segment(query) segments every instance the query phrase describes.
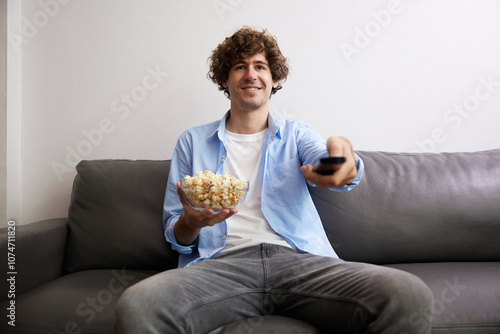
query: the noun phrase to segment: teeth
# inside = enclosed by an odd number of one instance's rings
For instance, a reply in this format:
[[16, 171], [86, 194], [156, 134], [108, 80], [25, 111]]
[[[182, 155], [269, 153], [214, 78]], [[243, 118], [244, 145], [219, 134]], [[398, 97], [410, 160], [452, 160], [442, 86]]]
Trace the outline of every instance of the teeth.
[[259, 90], [259, 88], [243, 88], [244, 90]]

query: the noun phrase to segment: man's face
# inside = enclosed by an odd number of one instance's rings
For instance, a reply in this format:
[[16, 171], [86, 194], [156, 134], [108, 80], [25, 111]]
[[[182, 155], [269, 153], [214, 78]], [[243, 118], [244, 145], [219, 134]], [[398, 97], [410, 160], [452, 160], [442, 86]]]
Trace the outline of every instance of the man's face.
[[231, 108], [255, 110], [266, 107], [274, 82], [264, 53], [235, 61], [224, 87], [229, 90]]

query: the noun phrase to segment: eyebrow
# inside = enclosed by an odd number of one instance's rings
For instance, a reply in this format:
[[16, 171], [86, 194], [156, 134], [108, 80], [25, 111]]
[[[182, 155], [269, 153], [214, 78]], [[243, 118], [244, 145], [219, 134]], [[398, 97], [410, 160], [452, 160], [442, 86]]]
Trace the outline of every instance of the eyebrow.
[[[247, 63], [246, 61], [244, 61], [244, 60], [239, 60], [239, 61], [237, 61], [237, 62], [235, 62], [235, 63], [233, 64], [233, 67], [234, 67], [234, 66], [237, 66], [237, 65], [242, 65], [242, 64], [243, 64], [243, 65], [247, 65], [248, 63]], [[266, 65], [266, 66], [269, 66], [269, 64], [268, 64], [267, 62], [262, 61], [262, 60], [257, 60], [257, 61], [255, 61], [255, 62], [253, 62], [252, 64], [259, 64], [259, 65]]]

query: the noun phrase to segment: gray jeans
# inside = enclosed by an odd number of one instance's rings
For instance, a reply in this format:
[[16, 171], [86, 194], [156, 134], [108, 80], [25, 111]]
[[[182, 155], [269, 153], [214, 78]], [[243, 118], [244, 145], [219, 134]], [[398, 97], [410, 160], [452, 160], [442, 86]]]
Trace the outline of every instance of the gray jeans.
[[200, 334], [271, 314], [324, 333], [430, 333], [432, 293], [404, 271], [262, 244], [131, 286], [116, 321], [124, 334]]

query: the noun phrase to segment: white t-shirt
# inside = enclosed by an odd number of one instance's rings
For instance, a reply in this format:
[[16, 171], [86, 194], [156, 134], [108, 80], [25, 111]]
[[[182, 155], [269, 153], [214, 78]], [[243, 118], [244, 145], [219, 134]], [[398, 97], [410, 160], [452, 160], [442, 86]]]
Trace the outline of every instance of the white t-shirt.
[[250, 187], [238, 213], [226, 220], [227, 240], [222, 252], [261, 243], [291, 247], [269, 226], [260, 207], [262, 190], [262, 144], [266, 130], [255, 134], [238, 134], [226, 130], [227, 159], [225, 171], [240, 180], [250, 181]]

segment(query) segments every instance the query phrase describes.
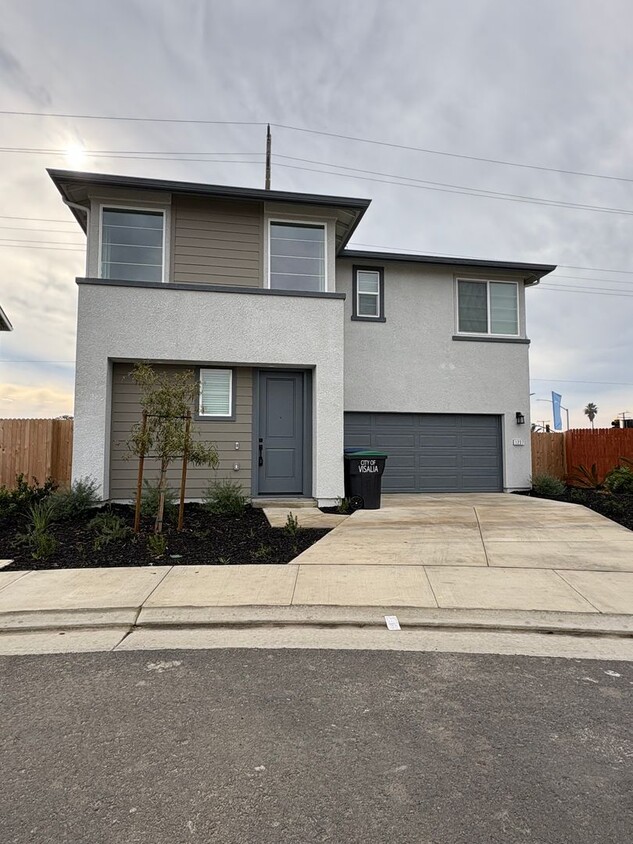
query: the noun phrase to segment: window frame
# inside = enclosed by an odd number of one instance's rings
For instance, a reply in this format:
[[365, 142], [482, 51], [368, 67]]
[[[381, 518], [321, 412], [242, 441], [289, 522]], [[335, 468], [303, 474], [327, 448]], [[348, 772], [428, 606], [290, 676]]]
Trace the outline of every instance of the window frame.
[[[487, 331], [462, 331], [459, 327], [459, 282], [460, 281], [475, 281], [486, 285], [486, 318]], [[492, 311], [490, 308], [490, 285], [491, 284], [512, 284], [516, 291], [517, 303], [517, 330], [516, 334], [500, 334], [491, 330]], [[455, 276], [455, 333], [460, 337], [507, 337], [520, 338], [523, 336], [521, 331], [521, 297], [519, 295], [519, 282], [507, 278], [481, 278], [480, 276]]]
[[[368, 316], [358, 313], [358, 273], [378, 273], [378, 314]], [[354, 322], [386, 322], [385, 319], [385, 268], [354, 264], [352, 267], [352, 319]]]
[[[270, 266], [272, 262], [272, 250], [270, 248], [272, 227], [275, 223], [281, 223], [287, 226], [306, 226], [308, 228], [323, 229], [323, 288], [321, 290], [297, 290], [294, 287], [272, 287]], [[278, 290], [286, 293], [326, 293], [329, 290], [328, 283], [328, 233], [329, 226], [327, 220], [308, 220], [302, 217], [287, 218], [287, 217], [268, 217], [266, 220], [266, 289]]]
[[[97, 278], [107, 279], [106, 276], [103, 275], [103, 261], [102, 261], [102, 254], [103, 254], [103, 212], [104, 211], [121, 211], [125, 213], [126, 211], [132, 212], [145, 212], [146, 214], [161, 214], [163, 218], [163, 241], [161, 244], [162, 253], [163, 253], [163, 271], [161, 273], [160, 281], [164, 284], [167, 282], [167, 268], [168, 268], [168, 260], [167, 260], [167, 226], [169, 224], [169, 218], [167, 215], [167, 208], [160, 207], [160, 208], [153, 208], [148, 207], [146, 205], [120, 205], [117, 202], [101, 202], [99, 203], [99, 249], [97, 254]], [[108, 279], [110, 281], [116, 281], [117, 279]], [[129, 279], [133, 281], [133, 279]], [[156, 282], [139, 282], [140, 284], [149, 283], [149, 284], [156, 284]]]
[[[221, 372], [228, 372], [230, 374], [229, 383], [229, 413], [203, 413], [202, 412], [202, 373], [210, 370], [220, 370]], [[235, 367], [231, 366], [199, 366], [196, 370], [198, 381], [198, 401], [196, 404], [195, 418], [201, 422], [216, 421], [216, 422], [235, 422], [235, 404], [237, 391], [237, 378], [235, 375]]]

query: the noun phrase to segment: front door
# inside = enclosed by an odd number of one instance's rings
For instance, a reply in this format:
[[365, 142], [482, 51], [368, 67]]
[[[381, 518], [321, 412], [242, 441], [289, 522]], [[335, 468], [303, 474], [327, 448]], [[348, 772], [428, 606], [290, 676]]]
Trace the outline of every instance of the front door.
[[303, 493], [304, 373], [259, 373], [259, 495]]

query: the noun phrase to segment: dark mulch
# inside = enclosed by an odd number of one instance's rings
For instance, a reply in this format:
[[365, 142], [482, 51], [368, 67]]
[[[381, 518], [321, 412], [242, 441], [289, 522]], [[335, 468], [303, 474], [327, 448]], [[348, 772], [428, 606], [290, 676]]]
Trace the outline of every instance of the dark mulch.
[[[545, 495], [537, 495], [535, 492], [521, 494], [531, 495], [533, 498], [548, 498]], [[602, 490], [567, 487], [565, 494], [554, 500], [582, 504], [611, 521], [633, 530], [633, 495], [614, 495]]]
[[[108, 505], [107, 509], [125, 519], [132, 527], [131, 506]], [[125, 540], [114, 540], [105, 548], [95, 549], [96, 534], [88, 527], [96, 510], [51, 528], [59, 547], [46, 559], [34, 560], [31, 552], [16, 541], [25, 529], [20, 520], [0, 522], [0, 557], [14, 562], [3, 571], [24, 569], [97, 568], [157, 565], [239, 565], [289, 563], [328, 530], [301, 528], [290, 536], [283, 528], [271, 528], [260, 509], [247, 507], [240, 516], [217, 516], [199, 504], [185, 505], [184, 529], [179, 533], [173, 523], [165, 526], [167, 551], [154, 556], [148, 548], [152, 519], [144, 519], [141, 533]]]

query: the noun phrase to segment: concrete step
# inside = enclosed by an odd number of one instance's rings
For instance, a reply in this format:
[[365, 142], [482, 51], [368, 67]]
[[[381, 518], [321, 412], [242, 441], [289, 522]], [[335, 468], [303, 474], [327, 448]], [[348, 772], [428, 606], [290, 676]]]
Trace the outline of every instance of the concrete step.
[[269, 496], [263, 498], [261, 496], [253, 498], [251, 501], [253, 507], [316, 507], [316, 498], [304, 498], [303, 496]]

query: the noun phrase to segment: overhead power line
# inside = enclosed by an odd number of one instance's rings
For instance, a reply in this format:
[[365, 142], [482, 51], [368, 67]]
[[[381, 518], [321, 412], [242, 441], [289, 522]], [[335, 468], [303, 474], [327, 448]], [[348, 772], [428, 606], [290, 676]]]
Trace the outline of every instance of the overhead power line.
[[127, 115], [104, 115], [104, 114], [69, 114], [64, 112], [44, 111], [16, 111], [0, 110], [0, 115], [11, 117], [56, 117], [69, 120], [104, 120], [124, 121], [130, 123], [175, 123], [202, 126], [266, 126], [270, 123], [276, 129], [285, 129], [290, 132], [302, 132], [310, 135], [319, 135], [324, 138], [337, 138], [339, 140], [353, 141], [355, 143], [371, 144], [373, 146], [399, 149], [407, 152], [421, 152], [425, 155], [443, 156], [446, 158], [458, 158], [465, 161], [478, 161], [484, 164], [496, 164], [503, 167], [518, 167], [526, 170], [539, 170], [544, 173], [558, 173], [566, 176], [582, 176], [591, 179], [605, 179], [614, 182], [633, 182], [633, 178], [625, 176], [612, 176], [607, 173], [592, 173], [585, 170], [570, 170], [562, 167], [546, 167], [542, 164], [531, 164], [522, 161], [508, 161], [503, 158], [492, 158], [481, 155], [471, 155], [460, 152], [449, 152], [447, 150], [433, 149], [431, 147], [413, 146], [410, 144], [397, 144], [392, 141], [382, 141], [376, 138], [363, 138], [358, 135], [346, 135], [342, 132], [326, 132], [322, 129], [311, 129], [307, 126], [292, 126], [287, 123], [274, 123], [271, 121], [258, 120], [202, 120], [196, 118], [174, 118], [174, 117], [138, 117]]
[[[338, 167], [339, 165], [330, 164], [325, 165], [328, 167]], [[277, 162], [277, 167], [284, 167], [288, 170], [303, 170], [307, 173], [321, 173], [326, 176], [344, 176], [349, 175], [345, 173], [337, 173], [332, 170], [322, 170], [320, 168], [315, 167], [300, 167], [295, 164], [280, 164]], [[341, 169], [347, 169], [342, 168]], [[350, 168], [351, 169], [351, 168]], [[363, 172], [363, 171], [361, 171]], [[365, 171], [371, 172], [371, 171]], [[376, 174], [381, 175], [381, 174]], [[387, 175], [387, 174], [385, 174]], [[623, 214], [625, 216], [630, 216], [633, 214], [633, 210], [626, 209], [626, 208], [609, 208], [602, 205], [581, 205], [579, 203], [573, 202], [564, 202], [559, 200], [550, 200], [541, 197], [530, 197], [530, 196], [523, 196], [521, 194], [506, 194], [500, 193], [498, 191], [489, 191], [483, 188], [471, 188], [462, 185], [447, 185], [446, 187], [436, 187], [435, 185], [440, 185], [441, 183], [437, 182], [426, 182], [422, 184], [422, 180], [420, 179], [409, 179], [408, 176], [397, 176], [396, 178], [402, 179], [402, 181], [395, 182], [392, 179], [378, 179], [375, 176], [361, 176], [357, 173], [354, 173], [353, 176], [350, 176], [354, 179], [361, 179], [365, 182], [376, 182], [378, 184], [383, 185], [395, 185], [397, 187], [403, 188], [416, 188], [417, 190], [428, 190], [428, 191], [435, 191], [439, 193], [455, 193], [460, 194], [461, 196], [476, 196], [482, 197], [484, 199], [496, 199], [501, 200], [504, 202], [518, 202], [522, 205], [543, 205], [549, 208], [571, 208], [578, 211], [598, 211], [601, 213], [607, 214]], [[408, 181], [405, 181], [408, 180]], [[414, 182], [414, 184], [412, 184]]]
[[[8, 111], [1, 110], [0, 115], [12, 117], [62, 117], [69, 120], [120, 120], [129, 123], [198, 123], [203, 126], [266, 126], [266, 122], [254, 120], [196, 120], [179, 117], [128, 117], [106, 114], [65, 114], [53, 111]], [[272, 125], [272, 124], [271, 124]]]
[[547, 384], [604, 384], [610, 387], [633, 387], [629, 381], [570, 381], [569, 378], [530, 378], [530, 381], [543, 381]]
☆ ☆ ☆ ☆
Your assignment: Copy out each line from the preceding entries that mentions the word "phrase".

Output:
segment(query) segments every instance the query phrase describes.
query: the noun phrase to segment: teeth
query: the noun phrase to segment: man's face
query: the noun phrase to segment: eyebrow
query: the noun phrase to segment: gray jeans
query: the noun phrase to segment: white t-shirt
segment(query) segments every instance the query phrase describes.
query: the noun phrase to segment: window frame
query: the noun phrase to segment: front door
query: the noun phrase to segment: dark mulch
query: the noun phrase to segment: concrete step
query: the noun phrase to segment: overhead power line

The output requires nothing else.